──────── DATASET RECORDS ────────
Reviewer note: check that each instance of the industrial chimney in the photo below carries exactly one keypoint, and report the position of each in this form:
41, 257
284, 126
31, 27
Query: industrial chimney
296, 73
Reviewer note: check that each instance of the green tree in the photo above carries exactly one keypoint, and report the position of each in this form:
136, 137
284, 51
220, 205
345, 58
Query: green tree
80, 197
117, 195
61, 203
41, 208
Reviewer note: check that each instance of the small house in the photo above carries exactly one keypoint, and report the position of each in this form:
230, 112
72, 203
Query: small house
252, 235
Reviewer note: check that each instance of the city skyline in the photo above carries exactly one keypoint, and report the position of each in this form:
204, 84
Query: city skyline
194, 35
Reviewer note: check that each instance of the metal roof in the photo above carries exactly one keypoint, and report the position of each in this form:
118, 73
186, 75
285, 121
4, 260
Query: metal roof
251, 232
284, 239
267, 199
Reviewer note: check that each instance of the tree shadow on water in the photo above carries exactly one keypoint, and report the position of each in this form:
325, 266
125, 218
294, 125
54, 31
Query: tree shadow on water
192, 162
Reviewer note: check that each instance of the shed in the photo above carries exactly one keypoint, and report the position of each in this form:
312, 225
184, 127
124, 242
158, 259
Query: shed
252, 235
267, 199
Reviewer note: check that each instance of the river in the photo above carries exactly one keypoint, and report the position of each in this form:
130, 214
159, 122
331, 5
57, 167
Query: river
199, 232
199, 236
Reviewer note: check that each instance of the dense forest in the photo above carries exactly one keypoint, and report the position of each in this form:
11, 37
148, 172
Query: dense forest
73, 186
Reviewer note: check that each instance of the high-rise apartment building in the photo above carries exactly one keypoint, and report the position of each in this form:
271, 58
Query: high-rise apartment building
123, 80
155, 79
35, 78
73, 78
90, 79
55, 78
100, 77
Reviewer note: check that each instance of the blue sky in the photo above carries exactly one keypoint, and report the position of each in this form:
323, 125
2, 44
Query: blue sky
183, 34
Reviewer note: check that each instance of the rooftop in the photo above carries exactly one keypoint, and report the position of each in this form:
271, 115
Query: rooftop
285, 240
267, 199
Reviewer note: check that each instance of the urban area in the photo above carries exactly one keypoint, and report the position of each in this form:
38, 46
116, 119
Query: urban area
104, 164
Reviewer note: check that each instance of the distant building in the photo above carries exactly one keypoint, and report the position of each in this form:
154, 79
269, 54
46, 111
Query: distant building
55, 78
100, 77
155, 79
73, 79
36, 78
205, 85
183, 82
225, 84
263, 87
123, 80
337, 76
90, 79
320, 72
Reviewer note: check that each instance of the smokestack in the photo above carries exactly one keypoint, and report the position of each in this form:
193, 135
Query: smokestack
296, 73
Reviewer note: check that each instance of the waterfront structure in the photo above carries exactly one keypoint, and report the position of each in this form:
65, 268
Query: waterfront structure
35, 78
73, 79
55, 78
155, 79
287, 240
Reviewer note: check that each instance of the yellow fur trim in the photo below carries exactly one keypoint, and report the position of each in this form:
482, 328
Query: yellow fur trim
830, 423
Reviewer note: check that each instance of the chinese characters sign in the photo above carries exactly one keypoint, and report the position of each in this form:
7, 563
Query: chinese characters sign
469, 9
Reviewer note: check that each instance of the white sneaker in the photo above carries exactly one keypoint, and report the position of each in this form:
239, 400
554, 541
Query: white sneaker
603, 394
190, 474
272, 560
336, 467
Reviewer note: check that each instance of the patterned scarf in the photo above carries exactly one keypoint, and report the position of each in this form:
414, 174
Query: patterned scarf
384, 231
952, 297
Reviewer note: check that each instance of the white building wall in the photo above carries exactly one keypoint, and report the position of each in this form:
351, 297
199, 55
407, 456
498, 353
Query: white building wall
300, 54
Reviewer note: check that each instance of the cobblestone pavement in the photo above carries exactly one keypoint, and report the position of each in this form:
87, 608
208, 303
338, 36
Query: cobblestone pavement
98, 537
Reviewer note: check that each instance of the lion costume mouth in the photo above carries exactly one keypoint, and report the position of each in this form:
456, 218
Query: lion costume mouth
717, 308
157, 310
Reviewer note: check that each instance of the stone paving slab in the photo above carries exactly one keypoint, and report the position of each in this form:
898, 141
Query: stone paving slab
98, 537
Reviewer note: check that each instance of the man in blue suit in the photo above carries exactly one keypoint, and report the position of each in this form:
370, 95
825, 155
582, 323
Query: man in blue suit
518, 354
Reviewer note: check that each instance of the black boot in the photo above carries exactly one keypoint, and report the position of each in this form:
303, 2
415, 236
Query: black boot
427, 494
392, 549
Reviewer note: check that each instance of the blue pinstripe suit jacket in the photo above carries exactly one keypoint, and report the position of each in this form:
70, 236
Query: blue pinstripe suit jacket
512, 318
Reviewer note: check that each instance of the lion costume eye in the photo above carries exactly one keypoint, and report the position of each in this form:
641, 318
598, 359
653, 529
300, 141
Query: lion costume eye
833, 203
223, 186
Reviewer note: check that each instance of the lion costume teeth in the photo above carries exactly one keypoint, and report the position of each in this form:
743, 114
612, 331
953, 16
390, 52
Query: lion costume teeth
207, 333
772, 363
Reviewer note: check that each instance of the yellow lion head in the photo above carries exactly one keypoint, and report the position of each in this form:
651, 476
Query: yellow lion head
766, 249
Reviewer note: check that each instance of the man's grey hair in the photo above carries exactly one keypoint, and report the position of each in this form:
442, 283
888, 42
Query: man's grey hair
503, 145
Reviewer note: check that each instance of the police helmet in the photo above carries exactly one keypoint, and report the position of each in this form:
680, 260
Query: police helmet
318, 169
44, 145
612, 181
────────
#### PROBLEM STATEMENT
Copy out all of the records shown above exactly.

#### WRITTEN RESPONSE
Reviewer note: check that each instance of the industrial chimney in the photo below carries exactly one keypoint, and report the position of each in this form:
41, 257
284, 126
31, 27
Query: industrial chimney
296, 73
Reviewer note: check that each instance of the green tree in the photo above carries exactly one keypoint, and report the position of each in this form:
136, 137
284, 51
220, 205
345, 58
Query: green tree
80, 197
117, 195
61, 203
41, 208
Reviewer note: check that each instance of the small house in the photo above carries exactly one keypoint, and report the position of each in this form:
230, 112
72, 203
Query: small house
252, 235
Reviewer note: check that each instance of the city skyline in the photo above carries exactly one keypoint, and report the position of each in this form:
204, 84
Query: city skyline
194, 35
Reviewer note: check that each instance of the metal roof in the photo above carries exactly one keypoint, and report the position of each in this form:
118, 73
186, 75
285, 121
4, 260
Query: metal roof
251, 232
284, 239
267, 199
Reviewer note: check that each instance of the tree shadow on water in the photo above carries exactly one keypoint, and report the position of each in this form:
325, 266
125, 218
294, 125
54, 31
Query: tree shadow on water
192, 162
Reviewer note: check that each instance of the shed in the photo above carries exactly one keypoint, and report the position of each in this form:
312, 225
184, 127
124, 242
158, 259
Query: shed
252, 235
267, 199
Reviewer note: check that each instance of the river in the photo above carries exactly one keypoint, and report the position of each in this form:
130, 214
159, 122
331, 5
57, 167
Query: river
199, 232
199, 236
Reviewer note: check that each instance of the dense forest in the photo above carries exactly one keypoint, and report the position of each in this form:
11, 37
148, 172
Query: dense forest
73, 186
Reviewer note: check that each instance of the high-rise apartment building in the photo above carries exactly one keypoint, and report the position of each in this form:
271, 58
Query: high-rise apartment building
123, 80
155, 79
35, 78
73, 78
90, 79
55, 78
100, 77
Reviewer note: check that each instance of the blue sky in the photo above carries exactly one keypoint, and report the position of each in this form:
323, 125
2, 44
Query: blue sky
183, 34
Reviewer note: check that each instance of the rooftop in the photo above carries exactly one keypoint, and report the position of each in this form:
271, 115
Query: rooftop
285, 240
267, 199
Reviewer note: check that each instance of the urban area in the photo above carries exactly one keypoint, and report the position of each in this form:
38, 46
116, 119
Query: urban area
104, 164
Reviewer note: check that each instance of the distant building in the photo above carries exactly one keypoint, and report the position of each in this form:
154, 79
269, 54
46, 111
Query: distant building
55, 78
100, 77
155, 79
73, 79
36, 78
205, 85
183, 82
225, 84
263, 87
123, 80
337, 76
90, 79
320, 72
Reviewer note: check that each instance of the smokestack in the photo above carries exactly one keypoint, and report the position of each in this form:
193, 135
Query: smokestack
296, 73
Reviewer note: check that each instance of the waterfront structure in the photo above carries exactly one keypoint, and report the position of each in this form:
65, 268
Query: waterfront structure
35, 78
73, 79
55, 78
155, 79
287, 240
Reviewer note: check that each instance of the yellow fur trim in the photo below carries exactly one keypoint, and report the position of each in this form:
482, 328
Query: yellow fur trim
830, 423
Reviewer note: check that each instance of the chinese characters sign in the photo above carries exactly one keypoint, and report the position of each in this form:
7, 563
Query: chinese characters sign
469, 9
Reviewer note: check that each instance of the white sneaker in the photo above carries exactly one keypoint, and report the position of each in this form:
239, 400
554, 541
Query: white sneaker
603, 394
190, 474
272, 560
336, 467
Reviewer note: check that each instance of the patterned scarf in the photo above carries exactly one keypoint, and report the position of each in this form:
414, 174
Query: patterned scarf
384, 231
952, 297
Reviewer note: check that each instance of the white building wall in the photo above carries exactly one keypoint, and report the position of each in this form:
351, 297
199, 55
407, 456
498, 353
Query: white building wall
300, 54
Reviewer note: check that each instance of the cobblestone pavement in the photo above carries exactly one keypoint, and report the position of each in this form:
87, 608
208, 303
338, 36
Query: cobblestone pavement
98, 537
Reviewer note: check that each instance of the lion costume mouth in the photo above carries exactly one keypoint, and report the position of each in this form:
456, 218
Query: lion costume mouth
717, 308
157, 310
Reviewer note: check that each instance of the stone paving slab in the photo above carries exactly one keypoint, and report the position of each in this form:
898, 141
Query: stone paving slab
98, 537
Reviewer note: check that each instance of the man in blue suit in the photo above carries exactly one keypoint, and report the position of each in this form:
370, 95
825, 155
582, 323
Query: man in blue suit
518, 354
Reviewer note: check that each instance of the black boot in the photo above carries exactly one keypoint, and report the position of each in this form:
303, 2
415, 236
Query: black boot
427, 494
392, 549
Reviewer note: check that each instance of the blue pinstripe suit jacket in the photo above carries exactly one keypoint, and report the position of each in this form:
70, 236
Query: blue pinstripe suit jacket
512, 318
Reviewer note: check that each instance of the lion costume eye in the photo above carries exactly one keypoint, and report the position of each in this form:
641, 318
598, 359
653, 529
300, 141
Query: lion costume eye
833, 203
223, 186
Reviewer note: check that each instance of the lion costume teeth in the photo above carries exactly one keypoint, and report the position of each in this form:
743, 114
612, 331
953, 16
390, 52
Query: lion costume teeth
207, 333
772, 363
Reviewer note: check that each instance of the yellow lion head in the photo above carries exactly one keypoint, and report the position of each in this form:
651, 476
Query: yellow lion head
766, 249
Reviewer note: check that each instance of the man's grey hair in the photo above carries exactly one keypoint, and report the position of each in this form:
442, 283
888, 42
Query: man's grey hair
503, 145
Reviewer note: check that each instance of the police helmet in the photo above carries exactly one keypoint, and report the position of each in this form:
680, 260
Query: police helmet
318, 169
44, 145
612, 181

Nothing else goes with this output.